WRITTEN REQUEST
Change every occurrence of "every instance" in the data below to "all instances", and keep everything else the same.
◇ ◇ ◇ ◇
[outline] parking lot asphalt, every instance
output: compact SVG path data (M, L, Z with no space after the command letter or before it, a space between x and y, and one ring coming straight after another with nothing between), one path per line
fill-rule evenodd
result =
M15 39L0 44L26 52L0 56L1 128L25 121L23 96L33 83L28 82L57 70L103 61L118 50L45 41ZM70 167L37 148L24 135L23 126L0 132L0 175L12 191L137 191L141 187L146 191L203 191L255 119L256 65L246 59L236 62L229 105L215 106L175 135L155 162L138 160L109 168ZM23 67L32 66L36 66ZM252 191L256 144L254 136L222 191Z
◇ ◇ ◇ ◇
TASK RESPONSE
[outline] parking lot asphalt, all instances
output: compact SVG path data (M, L, Z with no space after the command letter or before it, a space between x and y, and one ring coming straight after another with nothing between), one path per line
fill-rule evenodd
result =
M15 39L0 44L26 52L0 56L1 128L25 121L23 96L33 83L28 82L57 70L103 61L118 50L45 41ZM70 167L37 148L24 135L23 126L0 132L0 175L12 191L137 191L141 187L146 191L203 191L255 119L256 65L246 59L236 62L229 105L215 106L175 135L155 162L138 160L109 168ZM23 67L32 66L36 66ZM252 191L256 144L254 136L222 191Z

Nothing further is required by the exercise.